#### [AUFGABENSTELLUNG]
Schreiben Sie aus dem Text über Laura Bush den Abschnitt wortgetreu ab, der mit „Acht Jahre lang“ beginnt und mit „Jacky Kennedy war.“ endet.

#### [TEXTAUSZUG]
********************

Laura Bushs Leben als Vorlage

15.12.2009
Der Roman der Erfolgsautorin Curtis Sittenfeld ist an die Biografie der ehemaligen First Lady Laura Bush angelehnt. Er erzählt vom Aufstieg eines Mädchens aus der Provinz, das sich in einen hemdsärmeligen Gouverneurssohn verliebt und dennoch seine politischen Ansichten nicht teilt.
Acht Jahre lang war Laura Bush für die Öffentlichkeit wie ein Phantom, versteckt hinter einer immer lächelnden Fassade. Zum Ende ihrer Zeit als First Lady begann aber die Washingtoner Bestseller-Autorin Curtis Sittenfeld über sie zu schreiben. Das Interesse für das Buch, das in den USA noch vor den Präsidentschaftswahlen 2008 unter dem vielsagenden Titel "American Wife" herauskam, war schon allein deswegen groß, weil Laura Bush – obwohl man wenig über sie wusste - die beliebteste Präsidentengattin seit Jacky Kennedy war.

********************

#### [DATENSÄTZE]

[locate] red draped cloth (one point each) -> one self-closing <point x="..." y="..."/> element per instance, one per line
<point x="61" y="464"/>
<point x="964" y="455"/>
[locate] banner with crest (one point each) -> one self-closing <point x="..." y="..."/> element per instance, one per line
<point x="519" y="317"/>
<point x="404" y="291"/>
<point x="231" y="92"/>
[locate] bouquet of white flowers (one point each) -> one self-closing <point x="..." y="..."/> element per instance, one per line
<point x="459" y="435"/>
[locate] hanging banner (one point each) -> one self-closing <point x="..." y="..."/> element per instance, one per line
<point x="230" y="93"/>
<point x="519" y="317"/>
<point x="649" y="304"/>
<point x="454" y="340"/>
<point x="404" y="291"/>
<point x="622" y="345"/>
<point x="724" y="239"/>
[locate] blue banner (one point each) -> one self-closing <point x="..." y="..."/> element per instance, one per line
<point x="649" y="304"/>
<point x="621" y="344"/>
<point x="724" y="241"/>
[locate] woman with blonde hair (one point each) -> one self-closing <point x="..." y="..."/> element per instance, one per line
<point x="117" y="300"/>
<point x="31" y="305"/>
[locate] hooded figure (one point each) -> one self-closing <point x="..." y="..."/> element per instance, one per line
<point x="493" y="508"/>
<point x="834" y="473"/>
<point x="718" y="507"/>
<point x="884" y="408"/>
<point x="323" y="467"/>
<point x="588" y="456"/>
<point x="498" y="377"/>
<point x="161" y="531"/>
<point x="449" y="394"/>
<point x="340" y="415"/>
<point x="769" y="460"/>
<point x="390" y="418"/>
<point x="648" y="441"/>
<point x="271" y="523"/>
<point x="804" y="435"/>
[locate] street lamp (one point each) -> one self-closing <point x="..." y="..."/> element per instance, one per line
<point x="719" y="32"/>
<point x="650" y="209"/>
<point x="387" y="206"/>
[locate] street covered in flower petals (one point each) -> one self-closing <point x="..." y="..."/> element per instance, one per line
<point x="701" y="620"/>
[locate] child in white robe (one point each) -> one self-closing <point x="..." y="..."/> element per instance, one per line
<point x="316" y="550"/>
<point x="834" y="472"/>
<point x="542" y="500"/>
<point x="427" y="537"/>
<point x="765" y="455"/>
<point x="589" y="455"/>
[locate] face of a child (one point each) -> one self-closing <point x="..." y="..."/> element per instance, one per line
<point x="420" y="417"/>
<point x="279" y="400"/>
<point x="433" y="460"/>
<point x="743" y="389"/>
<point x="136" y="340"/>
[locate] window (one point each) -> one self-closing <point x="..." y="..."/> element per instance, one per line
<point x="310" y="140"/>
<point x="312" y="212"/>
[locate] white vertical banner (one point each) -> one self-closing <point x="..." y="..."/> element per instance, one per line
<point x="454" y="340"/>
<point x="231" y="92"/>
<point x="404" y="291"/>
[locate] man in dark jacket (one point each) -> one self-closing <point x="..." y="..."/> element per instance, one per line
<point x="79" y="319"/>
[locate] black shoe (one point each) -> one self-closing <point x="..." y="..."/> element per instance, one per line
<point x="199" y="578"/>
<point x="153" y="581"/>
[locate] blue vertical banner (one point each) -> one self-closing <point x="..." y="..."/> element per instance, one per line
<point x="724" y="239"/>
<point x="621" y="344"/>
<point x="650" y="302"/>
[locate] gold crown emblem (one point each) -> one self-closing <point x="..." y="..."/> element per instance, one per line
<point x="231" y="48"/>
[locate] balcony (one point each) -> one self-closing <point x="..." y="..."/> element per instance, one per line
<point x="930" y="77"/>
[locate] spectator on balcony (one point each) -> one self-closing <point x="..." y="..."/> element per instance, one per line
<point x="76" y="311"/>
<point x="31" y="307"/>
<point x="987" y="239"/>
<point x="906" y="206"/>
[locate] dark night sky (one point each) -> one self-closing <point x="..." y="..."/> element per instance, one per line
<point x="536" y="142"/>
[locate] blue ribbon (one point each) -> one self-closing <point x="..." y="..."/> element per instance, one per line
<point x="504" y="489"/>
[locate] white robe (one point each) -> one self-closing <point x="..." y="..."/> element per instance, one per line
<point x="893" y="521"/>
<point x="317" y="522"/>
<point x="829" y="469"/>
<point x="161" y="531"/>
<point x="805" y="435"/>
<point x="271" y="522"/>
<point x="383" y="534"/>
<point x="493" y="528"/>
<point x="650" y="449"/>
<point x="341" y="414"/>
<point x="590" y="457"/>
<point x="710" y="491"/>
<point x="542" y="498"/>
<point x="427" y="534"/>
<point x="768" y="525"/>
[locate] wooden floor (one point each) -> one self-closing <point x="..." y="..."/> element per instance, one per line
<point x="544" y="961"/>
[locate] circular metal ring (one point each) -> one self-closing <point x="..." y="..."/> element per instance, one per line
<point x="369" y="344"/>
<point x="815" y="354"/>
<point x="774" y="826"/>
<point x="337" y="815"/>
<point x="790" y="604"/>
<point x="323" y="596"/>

********************

#### [MUSTERLÖSUNG]
Acht Jahre lang war Laura Bush für die Öffentlichkeit wie ein Phantom, versteckt hinter einer immer lächelnden Fassade. Zum Ende ihrer Zeit als First Lady begann aber die Washingtoner Bestseller-Autorin Curtis Sittenfeld über sie zu schreiben. Das Interesse für das Buch, das in den USA noch vor den Präsidentschaftswahlen 2008 unter dem vielsagenden Titel "American Wife" herauskam, war schon allein deswegen groß, weil Laura Bush – obwohl man wenig über sie wusste - die beliebteste Präsidentengattin seit Jacky Kennedy war.